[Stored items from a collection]
== Segment start ==
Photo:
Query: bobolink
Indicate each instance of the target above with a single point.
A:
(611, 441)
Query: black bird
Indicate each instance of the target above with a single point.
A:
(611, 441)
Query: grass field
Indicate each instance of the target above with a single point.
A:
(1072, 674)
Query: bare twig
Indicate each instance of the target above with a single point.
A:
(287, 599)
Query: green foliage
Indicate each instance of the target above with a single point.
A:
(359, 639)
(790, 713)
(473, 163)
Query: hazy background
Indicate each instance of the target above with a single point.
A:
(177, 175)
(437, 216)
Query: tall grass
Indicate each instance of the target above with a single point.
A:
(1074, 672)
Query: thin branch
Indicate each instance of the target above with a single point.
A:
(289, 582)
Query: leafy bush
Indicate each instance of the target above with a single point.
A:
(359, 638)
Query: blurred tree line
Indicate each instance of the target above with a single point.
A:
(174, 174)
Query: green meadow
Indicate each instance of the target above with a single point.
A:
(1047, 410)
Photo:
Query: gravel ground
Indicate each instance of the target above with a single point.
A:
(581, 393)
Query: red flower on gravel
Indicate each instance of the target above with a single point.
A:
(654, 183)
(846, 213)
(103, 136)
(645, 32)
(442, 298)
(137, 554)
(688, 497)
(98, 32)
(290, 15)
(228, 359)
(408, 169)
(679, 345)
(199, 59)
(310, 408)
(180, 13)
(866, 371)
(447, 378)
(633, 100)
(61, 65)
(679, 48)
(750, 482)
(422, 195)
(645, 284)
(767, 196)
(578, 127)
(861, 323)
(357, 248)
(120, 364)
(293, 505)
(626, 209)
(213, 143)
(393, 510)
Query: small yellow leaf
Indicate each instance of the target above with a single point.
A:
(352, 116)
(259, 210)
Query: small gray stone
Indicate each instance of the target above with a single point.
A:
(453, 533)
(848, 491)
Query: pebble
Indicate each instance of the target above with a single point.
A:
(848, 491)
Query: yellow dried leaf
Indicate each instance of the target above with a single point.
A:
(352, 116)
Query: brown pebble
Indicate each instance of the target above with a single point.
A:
== Segment end ==
• WHAT THE EXERCISE ASKS: Could you print exactly the lines from the one containing "Query: brown pebble" through the last line of the records above?

• THE ANSWER:
Query: brown pebble
Indicate each instance of the target above with a single point.
A:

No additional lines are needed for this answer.